Switch each "practice" in the material below to "exercise" and write out all the lines again, leaving everything else unchanged.

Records
START

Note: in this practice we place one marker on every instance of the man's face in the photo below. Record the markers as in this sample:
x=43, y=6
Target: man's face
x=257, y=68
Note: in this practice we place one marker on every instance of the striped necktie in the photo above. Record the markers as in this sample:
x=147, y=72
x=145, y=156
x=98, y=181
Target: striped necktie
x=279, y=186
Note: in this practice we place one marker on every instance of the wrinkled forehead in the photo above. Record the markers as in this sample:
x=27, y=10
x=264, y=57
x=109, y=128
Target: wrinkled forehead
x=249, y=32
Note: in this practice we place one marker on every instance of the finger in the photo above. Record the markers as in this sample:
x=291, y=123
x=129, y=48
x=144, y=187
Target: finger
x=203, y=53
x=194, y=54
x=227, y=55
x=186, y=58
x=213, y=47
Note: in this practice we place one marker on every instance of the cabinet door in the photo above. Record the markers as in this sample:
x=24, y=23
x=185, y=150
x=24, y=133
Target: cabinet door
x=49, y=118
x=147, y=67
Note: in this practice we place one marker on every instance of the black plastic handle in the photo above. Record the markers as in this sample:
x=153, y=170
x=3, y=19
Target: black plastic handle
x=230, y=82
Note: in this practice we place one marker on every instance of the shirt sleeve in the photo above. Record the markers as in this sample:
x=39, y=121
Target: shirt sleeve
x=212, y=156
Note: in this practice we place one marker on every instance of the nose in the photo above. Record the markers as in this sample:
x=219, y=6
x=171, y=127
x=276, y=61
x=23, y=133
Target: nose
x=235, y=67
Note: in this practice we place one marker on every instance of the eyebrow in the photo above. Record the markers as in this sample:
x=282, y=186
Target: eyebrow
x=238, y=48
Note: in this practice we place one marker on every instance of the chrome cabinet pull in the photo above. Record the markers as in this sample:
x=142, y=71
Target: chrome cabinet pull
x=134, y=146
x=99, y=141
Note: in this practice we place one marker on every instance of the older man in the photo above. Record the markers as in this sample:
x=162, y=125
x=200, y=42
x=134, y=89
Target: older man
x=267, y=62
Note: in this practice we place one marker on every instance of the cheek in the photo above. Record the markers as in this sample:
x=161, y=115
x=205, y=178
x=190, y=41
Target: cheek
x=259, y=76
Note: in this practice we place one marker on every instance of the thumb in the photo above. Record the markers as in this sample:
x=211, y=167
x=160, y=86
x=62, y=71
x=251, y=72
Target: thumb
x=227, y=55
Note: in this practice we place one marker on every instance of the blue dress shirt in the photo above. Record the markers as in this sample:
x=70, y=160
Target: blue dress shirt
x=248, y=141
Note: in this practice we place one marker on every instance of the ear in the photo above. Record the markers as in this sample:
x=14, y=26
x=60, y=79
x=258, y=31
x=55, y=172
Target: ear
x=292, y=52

END

• _Written answer_:
Note: in this exercise we place one marker on every instance of the man's face in the photo below. Record the markers as in this sample:
x=43, y=6
Target: man's face
x=257, y=68
Note: in this exercise we place one marker on every instance of the striped necktie in the photo above. Record the markers as in this sample:
x=147, y=72
x=145, y=156
x=98, y=181
Target: striped necktie
x=279, y=186
Note: in this exercise we place one marker on every instance of the wrinkled forehead in the photo above. Record the markers as in this sample:
x=27, y=10
x=264, y=57
x=109, y=128
Target: wrinkled forehead
x=249, y=32
Note: in this exercise we place one marker on every instance of the finger in the photo above. Record the markers as in this sample:
x=291, y=123
x=129, y=48
x=144, y=187
Target: finger
x=203, y=53
x=194, y=54
x=227, y=55
x=186, y=58
x=213, y=47
Note: in this exercise we place one marker on every instance of the cabinet door in the photo above. Record the markers as in this sample:
x=24, y=23
x=185, y=150
x=24, y=133
Target: cabinet door
x=49, y=118
x=147, y=67
Note: in this exercise we place one marker on every instance of the black plastic handle in the photo above. Record the markers as in this sample:
x=153, y=170
x=3, y=19
Target: black plastic handle
x=230, y=82
Note: in this exercise we place one marker on every instance of the shirt sleeve in the photo above. Record the markers as in this sample:
x=39, y=121
Target: shirt sleeve
x=212, y=156
Note: in this exercise we place one marker on every instance of the nose in the photo above. Record the markers as in this sample:
x=219, y=6
x=171, y=127
x=276, y=61
x=23, y=133
Target: nose
x=235, y=67
Note: in this exercise we place one marker on every instance of the eyebrow in the photo above. Record the markers as in this sample:
x=282, y=186
Target: eyebrow
x=238, y=48
Note: in this exercise we place one marker on every instance of the chrome cabinet pull in the photo above. Record the markers as in this sample:
x=142, y=71
Target: chrome cabinet pull
x=134, y=146
x=99, y=141
Note: in this exercise we place one marker on every instance of the older man in the photo above. Record the markers as in this sample:
x=162, y=125
x=200, y=42
x=134, y=89
Target: older man
x=267, y=62
Note: in this exercise we place one marker on every instance of the cheek in the photo above. Record the markers as in this sample:
x=161, y=115
x=205, y=178
x=190, y=41
Target: cheek
x=259, y=76
Note: in this exercise we place one marker on every instance of the thumb in the photo above. Record the markers as in this sample:
x=211, y=167
x=160, y=86
x=62, y=71
x=251, y=72
Target: thumb
x=227, y=55
Note: in this exercise we place one marker on every instance of the blue dress shirt in the photo above. Record the markers as in this sample:
x=70, y=160
Target: blue dress shirt
x=248, y=141
Note: in this exercise we place one marker on every instance of the ear in the photo above. Record the markers as in this sample:
x=14, y=26
x=60, y=79
x=258, y=31
x=55, y=172
Target: ear
x=292, y=52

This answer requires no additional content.